• _EXERCISE DETAILS_
Your task is to reproduce the entries below word for word.

- - - - -

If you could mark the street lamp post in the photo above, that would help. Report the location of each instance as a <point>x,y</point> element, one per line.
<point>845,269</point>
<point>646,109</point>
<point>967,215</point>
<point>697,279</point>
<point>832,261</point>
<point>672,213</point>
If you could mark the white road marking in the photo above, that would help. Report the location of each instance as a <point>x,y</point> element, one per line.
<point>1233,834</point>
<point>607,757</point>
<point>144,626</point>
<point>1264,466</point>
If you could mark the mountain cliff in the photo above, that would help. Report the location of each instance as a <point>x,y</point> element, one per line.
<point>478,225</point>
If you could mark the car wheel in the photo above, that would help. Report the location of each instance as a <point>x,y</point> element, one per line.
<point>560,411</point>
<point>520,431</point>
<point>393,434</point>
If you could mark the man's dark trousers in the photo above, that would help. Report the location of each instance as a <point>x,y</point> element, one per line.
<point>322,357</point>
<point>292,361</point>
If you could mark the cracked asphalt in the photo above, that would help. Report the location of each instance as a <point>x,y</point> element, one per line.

- - - - -

• _EXERCISE RESULT_
If you could mark the street lamp post in the photo above, that would help. Report the location of each instance as a <point>x,y</point> element, one per line.
<point>845,269</point>
<point>646,109</point>
<point>967,215</point>
<point>697,279</point>
<point>832,261</point>
<point>672,213</point>
If you could mark the white road marking in the photo above, that would help. Report the location of each instance as a <point>x,y</point> element, one per line.
<point>1233,834</point>
<point>607,757</point>
<point>144,626</point>
<point>1264,466</point>
If you could mark the mountain cliff in the photo above, that would help. Report the location of each instance as a <point>x,y</point> element, one per line.
<point>478,225</point>
If you could mark the car wheel in the photo above, that would help. Report the location of each instance as a <point>x,y</point> element, one per line.
<point>560,411</point>
<point>520,431</point>
<point>393,434</point>
If you could mark the man's dark trousers in the photo above, that would help. Report the location of each instance as a <point>x,y</point> element, one per line.
<point>322,357</point>
<point>292,361</point>
If you could mark the cracked asphalt in the photo above, that would help. Report the location of each instance as a <point>x,y</point> element, one per line.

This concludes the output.